**元の文章**
重用されやすい・されにくい人材の実態~リーダータイプの切り口から~ 【前編】

マネジメント層への任用における人材タイプの多様性に関する研究
皆様の会社にはどのようなタイプのリーダーが存在するでしょうか?昨今ではダイバーシティー、タレントマネジメントなど、多様な人材にいかに能力を発揮させ、組織の中で活躍してもらうかといった取り組みをされている方も多いのではないでしょうか?人材の活用を考える上で、改めて理想と現実を見つめ直すきっかけとして本レポートが少しでも皆様のお役に立てば幸甚です。
弊社では、タレントアセスメントやデベロップメントを中心としたリサーチ活動を行っています。今回の研究レポートでは、重用されやすい/されにくい人材のリーダータイプに焦点を当て、能力・パーソナリティ・その他諸要素について調査・研究した結果を前編と後編に分けてご紹介します。

**提供データ**
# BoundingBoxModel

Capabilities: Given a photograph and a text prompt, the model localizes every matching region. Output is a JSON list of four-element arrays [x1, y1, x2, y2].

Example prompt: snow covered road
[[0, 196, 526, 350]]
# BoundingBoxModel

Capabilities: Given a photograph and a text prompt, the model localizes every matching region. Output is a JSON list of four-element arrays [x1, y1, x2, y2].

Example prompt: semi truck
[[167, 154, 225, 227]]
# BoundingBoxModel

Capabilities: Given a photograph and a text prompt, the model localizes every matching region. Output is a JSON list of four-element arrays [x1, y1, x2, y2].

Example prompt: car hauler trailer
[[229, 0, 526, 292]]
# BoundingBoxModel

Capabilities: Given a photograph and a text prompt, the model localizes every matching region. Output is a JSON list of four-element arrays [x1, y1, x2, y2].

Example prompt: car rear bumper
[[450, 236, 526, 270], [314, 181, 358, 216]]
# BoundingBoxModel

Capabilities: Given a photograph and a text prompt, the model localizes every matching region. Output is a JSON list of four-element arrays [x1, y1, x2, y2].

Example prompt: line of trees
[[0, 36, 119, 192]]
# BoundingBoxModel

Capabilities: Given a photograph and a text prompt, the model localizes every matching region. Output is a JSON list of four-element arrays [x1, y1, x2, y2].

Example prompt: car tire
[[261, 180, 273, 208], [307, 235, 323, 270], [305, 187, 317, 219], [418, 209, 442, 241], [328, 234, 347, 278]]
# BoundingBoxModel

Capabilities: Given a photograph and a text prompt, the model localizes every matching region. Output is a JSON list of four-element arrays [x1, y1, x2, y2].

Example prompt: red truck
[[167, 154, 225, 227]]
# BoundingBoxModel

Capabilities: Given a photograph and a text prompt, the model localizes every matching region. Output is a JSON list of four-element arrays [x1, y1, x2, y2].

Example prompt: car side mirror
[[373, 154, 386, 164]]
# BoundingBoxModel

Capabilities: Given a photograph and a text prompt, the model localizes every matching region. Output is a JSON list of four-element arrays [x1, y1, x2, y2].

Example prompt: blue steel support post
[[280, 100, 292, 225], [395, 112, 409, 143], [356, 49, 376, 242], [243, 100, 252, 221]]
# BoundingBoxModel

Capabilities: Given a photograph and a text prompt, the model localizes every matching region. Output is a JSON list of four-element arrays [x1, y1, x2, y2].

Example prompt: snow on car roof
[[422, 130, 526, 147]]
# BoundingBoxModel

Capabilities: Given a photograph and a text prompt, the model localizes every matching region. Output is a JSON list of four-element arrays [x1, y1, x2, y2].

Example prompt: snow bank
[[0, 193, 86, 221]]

**出題内容**
(a) リストの先頭行から「[[0, 36, 119, 192]]」を含む行まで、その行も含めて一字一句そのまま書き写してもらえますか?
(b) 重用されやすい人材のリーダータイプを扱った文章の続きを、最後の文の後から書いてもらえますか?

**解答結果**
(a)
# BoundingBoxModel

Capabilities: Given a photograph and a text prompt, the model localizes every matching region. Output is a JSON list of four-element arrays [x1, y1, x2, y2].

Example prompt: snow covered road
[[0, 196, 526, 350]]
# BoundingBoxModel

Capabilities: Given a photograph and a text prompt, the model localizes every matching region. Output is a JSON list of four-element arrays [x1, y1, x2, y2].

Example prompt: semi truck
[[167, 154, 225, 227]]
# BoundingBoxModel

Capabilities: Given a photograph and a text prompt, the model localizes every matching region. Output is a JSON list of four-element arrays [x1, y1, x2, y2].

Example prompt: car hauler trailer
[[229, 0, 526, 292]]
# BoundingBoxModel

Capabilities: Given a photograph and a text prompt, the model localizes every matching region. Output is a JSON list of four-element arrays [x1, y1, x2, y2].

Example prompt: car rear bumper
[[450, 236, 526, 270], [314, 181, 358, 216]]
# BoundingBoxModel

Capabilities: Given a photograph and a text prompt, the model localizes every matching region. Output is a JSON list of four-element arrays [x1, y1, x2, y2].

Example prompt: line of trees
[[0, 36, 119, 192]]

(b)
人材の登用における問題意識
皆様の会社において、「あの人は優秀だからマネジャーに昇進したのは当然だ」という声が上がることもあれば、「なぜあの人はリーダーに任用されないのだろう?」と疑問を抱いたことはありませんでしょうか?
私たちの前回の研究では、
●プロアクティブ行動(個人が組織内において、将来を見越して変化をもたらす目的で起こした主体的な行動(Bindle & Parker,2010))、つまり外向性・主体性・能動性に関わる発揮行動や、そのような特性を持つ人が組織の中で注目されがちであること
●静かな要素もプロアクティブ行動の中に含まれている可能性があること
を提唱しました。
※プロアクティブ行動、静かな要素などの詳細は前回の研究からご参照ください。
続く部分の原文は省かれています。